**DOKUMEN SUMBER**.
Program vaksinasi diharapkan dapat menjadi titik balik dari pandemi COVID-19 di Indonesia. Pemerintah menargetkan 181.554.465 orang penduduk yang berusia di atas 18 tahun dapat selesai tervaksinasi secara bertahap sebelum akhir tahun 2021.
Berdasarkan data per-14 Maret 2021 dari Kementerian Kesehatan, total penerima vaksin tahap satu baru mencapai 4.020.124 penduduk sedangkan untuk tahap dua yang tercapai baru sebesar 1.460.222 penduduk. Apabila merujuk pada linimasa yang telah ditetapkan, ada kekhawatiran mengenai keselarasan antara perencanaan dengan realitas di lapangan mengenai perkembangan pelaksanaan vaksinasi ini.

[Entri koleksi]
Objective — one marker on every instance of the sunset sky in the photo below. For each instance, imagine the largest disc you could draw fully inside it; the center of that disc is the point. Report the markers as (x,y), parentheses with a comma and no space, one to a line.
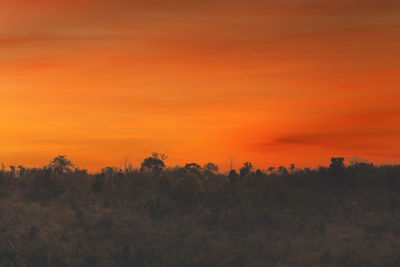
(266,81)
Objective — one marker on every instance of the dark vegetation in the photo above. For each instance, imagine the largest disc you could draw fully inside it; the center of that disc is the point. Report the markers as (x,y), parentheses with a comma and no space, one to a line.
(195,216)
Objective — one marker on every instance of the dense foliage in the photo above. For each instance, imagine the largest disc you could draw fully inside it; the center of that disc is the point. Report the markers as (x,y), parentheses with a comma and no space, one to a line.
(195,216)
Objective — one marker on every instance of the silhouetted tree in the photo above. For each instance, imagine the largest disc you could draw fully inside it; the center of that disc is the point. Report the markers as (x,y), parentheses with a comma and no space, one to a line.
(154,164)
(210,168)
(61,165)
(193,168)
(337,163)
(246,169)
(282,170)
(292,168)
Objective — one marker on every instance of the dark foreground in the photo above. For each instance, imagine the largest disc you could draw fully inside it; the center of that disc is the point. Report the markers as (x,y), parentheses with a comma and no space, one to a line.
(196,217)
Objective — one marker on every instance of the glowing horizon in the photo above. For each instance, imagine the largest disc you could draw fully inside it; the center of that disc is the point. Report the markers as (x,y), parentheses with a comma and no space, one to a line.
(269,82)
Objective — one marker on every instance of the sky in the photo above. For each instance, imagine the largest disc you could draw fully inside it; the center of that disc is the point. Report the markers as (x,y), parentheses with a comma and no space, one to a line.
(266,81)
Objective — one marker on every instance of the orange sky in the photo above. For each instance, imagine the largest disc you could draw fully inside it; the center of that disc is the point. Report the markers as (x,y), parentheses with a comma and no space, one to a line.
(272,82)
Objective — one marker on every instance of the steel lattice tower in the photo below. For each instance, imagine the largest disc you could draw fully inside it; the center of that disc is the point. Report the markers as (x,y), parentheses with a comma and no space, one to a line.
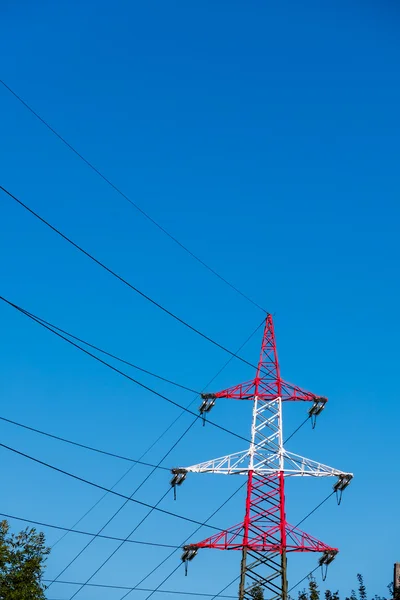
(264,537)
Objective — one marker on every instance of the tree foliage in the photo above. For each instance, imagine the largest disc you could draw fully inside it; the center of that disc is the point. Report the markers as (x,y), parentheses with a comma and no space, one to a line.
(313,592)
(22,560)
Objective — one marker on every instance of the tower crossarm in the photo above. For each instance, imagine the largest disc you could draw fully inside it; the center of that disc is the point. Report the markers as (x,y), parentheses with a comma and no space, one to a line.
(296,465)
(266,389)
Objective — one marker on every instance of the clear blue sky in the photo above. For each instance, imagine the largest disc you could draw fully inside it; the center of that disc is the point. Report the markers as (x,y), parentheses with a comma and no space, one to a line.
(265,136)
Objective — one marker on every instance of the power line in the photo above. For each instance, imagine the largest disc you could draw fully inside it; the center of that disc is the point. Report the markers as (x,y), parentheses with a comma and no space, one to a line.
(87,533)
(138,208)
(184,542)
(118,358)
(121,587)
(101,487)
(164,432)
(98,450)
(124,281)
(299,523)
(174,445)
(116,370)
(301,580)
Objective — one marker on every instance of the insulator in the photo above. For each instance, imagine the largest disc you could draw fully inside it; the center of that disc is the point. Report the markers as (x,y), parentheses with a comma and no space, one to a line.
(327,557)
(325,560)
(342,482)
(316,409)
(189,552)
(318,406)
(179,476)
(206,405)
(208,396)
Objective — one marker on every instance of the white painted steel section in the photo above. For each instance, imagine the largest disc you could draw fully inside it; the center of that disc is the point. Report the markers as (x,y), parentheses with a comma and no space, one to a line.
(266,454)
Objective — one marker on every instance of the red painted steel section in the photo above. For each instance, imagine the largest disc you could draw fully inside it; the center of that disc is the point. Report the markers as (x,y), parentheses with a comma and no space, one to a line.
(265,528)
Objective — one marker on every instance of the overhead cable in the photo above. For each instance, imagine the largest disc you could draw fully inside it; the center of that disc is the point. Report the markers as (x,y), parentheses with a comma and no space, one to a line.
(122,279)
(101,487)
(116,370)
(87,533)
(122,587)
(86,447)
(134,204)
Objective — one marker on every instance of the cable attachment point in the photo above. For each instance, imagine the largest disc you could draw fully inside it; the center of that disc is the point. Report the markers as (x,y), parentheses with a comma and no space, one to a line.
(208,401)
(189,552)
(325,560)
(341,484)
(179,476)
(316,409)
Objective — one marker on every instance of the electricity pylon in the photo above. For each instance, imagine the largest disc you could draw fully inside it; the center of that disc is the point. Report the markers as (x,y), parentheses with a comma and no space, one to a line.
(264,536)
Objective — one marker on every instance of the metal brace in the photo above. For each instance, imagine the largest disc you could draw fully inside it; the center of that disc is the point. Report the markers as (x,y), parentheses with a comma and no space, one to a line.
(325,560)
(341,484)
(206,405)
(179,476)
(316,409)
(189,552)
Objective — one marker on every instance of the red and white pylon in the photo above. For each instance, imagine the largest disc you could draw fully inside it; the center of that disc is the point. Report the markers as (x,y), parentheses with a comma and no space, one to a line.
(265,536)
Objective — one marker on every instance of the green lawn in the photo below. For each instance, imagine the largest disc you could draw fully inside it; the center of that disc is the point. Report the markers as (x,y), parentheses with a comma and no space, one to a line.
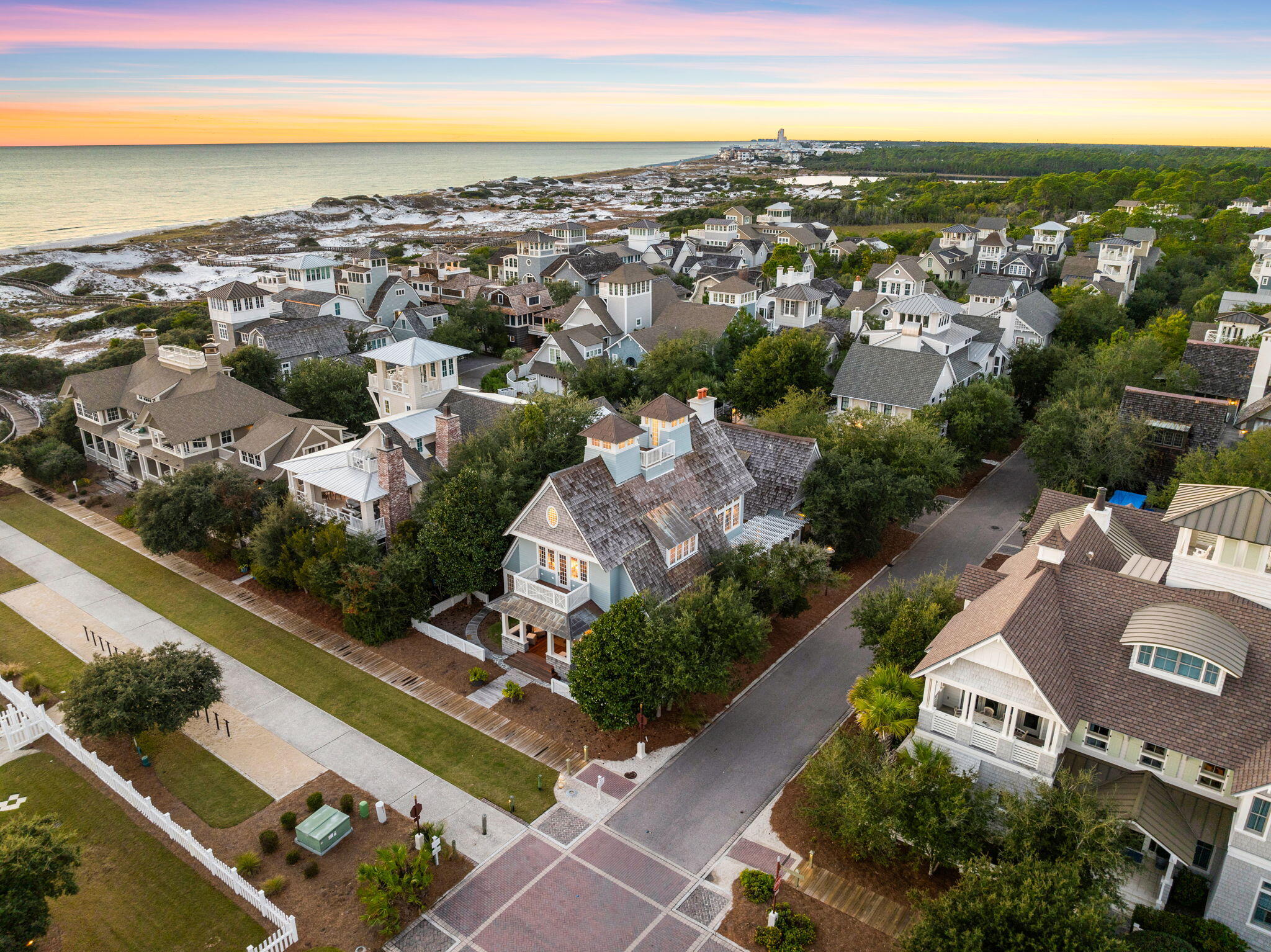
(22,642)
(135,895)
(12,577)
(205,783)
(436,742)
(200,779)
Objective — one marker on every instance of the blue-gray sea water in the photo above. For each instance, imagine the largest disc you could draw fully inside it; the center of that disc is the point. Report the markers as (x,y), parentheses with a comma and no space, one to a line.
(65,192)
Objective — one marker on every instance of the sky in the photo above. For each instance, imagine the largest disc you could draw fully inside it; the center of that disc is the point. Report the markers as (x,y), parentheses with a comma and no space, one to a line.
(163,71)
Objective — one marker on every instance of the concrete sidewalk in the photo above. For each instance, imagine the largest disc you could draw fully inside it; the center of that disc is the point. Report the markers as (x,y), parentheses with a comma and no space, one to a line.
(258,754)
(326,739)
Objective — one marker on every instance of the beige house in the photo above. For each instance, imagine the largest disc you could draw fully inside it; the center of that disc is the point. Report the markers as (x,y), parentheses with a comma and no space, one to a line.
(177,407)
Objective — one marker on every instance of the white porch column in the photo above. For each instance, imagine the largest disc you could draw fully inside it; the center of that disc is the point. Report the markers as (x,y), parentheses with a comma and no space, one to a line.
(1166,881)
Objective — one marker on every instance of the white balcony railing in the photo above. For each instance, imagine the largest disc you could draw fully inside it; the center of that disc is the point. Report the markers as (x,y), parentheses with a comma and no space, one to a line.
(657,454)
(945,724)
(986,739)
(1026,754)
(528,584)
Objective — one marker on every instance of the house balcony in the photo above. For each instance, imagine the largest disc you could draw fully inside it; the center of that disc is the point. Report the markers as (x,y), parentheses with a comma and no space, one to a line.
(656,456)
(134,436)
(531,584)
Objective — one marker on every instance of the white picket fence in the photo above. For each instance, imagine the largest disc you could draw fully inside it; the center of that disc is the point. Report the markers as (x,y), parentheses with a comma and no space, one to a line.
(451,603)
(25,721)
(454,641)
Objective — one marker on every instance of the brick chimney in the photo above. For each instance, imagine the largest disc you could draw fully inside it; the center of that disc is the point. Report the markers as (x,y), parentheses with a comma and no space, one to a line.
(447,436)
(392,478)
(213,355)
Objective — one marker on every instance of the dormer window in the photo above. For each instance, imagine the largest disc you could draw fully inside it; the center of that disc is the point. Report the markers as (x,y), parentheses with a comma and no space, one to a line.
(1180,664)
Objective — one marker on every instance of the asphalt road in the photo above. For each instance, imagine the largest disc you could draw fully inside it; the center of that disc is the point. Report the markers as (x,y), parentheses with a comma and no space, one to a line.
(698,802)
(473,367)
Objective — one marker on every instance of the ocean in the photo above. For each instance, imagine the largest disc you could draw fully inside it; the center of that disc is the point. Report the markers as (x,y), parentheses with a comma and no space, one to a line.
(61,194)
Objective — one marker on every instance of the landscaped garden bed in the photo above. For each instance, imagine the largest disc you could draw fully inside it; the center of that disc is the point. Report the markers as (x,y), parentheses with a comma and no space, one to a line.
(835,931)
(894,880)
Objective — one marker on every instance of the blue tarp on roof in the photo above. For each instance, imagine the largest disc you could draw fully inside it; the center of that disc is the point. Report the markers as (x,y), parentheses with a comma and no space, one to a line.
(1123,498)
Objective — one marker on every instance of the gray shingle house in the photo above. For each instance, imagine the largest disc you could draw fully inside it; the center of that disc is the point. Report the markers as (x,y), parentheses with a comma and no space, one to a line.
(641,513)
(1136,646)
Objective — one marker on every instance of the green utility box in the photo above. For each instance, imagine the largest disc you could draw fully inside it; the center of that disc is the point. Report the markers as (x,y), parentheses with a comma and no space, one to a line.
(323,829)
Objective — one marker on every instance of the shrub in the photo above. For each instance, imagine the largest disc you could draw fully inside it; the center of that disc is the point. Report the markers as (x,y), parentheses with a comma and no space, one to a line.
(1205,935)
(1157,942)
(248,863)
(757,885)
(269,840)
(768,937)
(1188,892)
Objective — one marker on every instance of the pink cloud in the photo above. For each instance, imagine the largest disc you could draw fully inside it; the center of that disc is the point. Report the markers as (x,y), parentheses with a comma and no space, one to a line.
(508,29)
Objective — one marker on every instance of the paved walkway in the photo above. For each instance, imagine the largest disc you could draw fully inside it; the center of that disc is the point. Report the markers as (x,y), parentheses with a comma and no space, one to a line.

**PETUNJUK TUGAS**.
Ulangi bagian teks tentang vaksinasi COVID-19 tanpa mengubah apa pun. Mulailah dari kata-kata "Berdasarkan data per-14" dan berhenti setelah "pelaksanaan vaksinasi ini.".

**HASIL LATIHAN**.
Berdasarkan data per-14 Maret 2021 dari Kementerian Kesehatan, total penerima vaksin tahap satu baru mencapai 4.020.124 penduduk sedangkan untuk tahap dua yang tercapai baru sebesar 1.460.222 penduduk. Apabila merujuk pada linimasa yang telah ditetapkan, ada kekhawatiran mengenai keselarasan antara perencanaan dengan realitas di lapangan mengenai perkembangan pelaksanaan vaksinasi ini.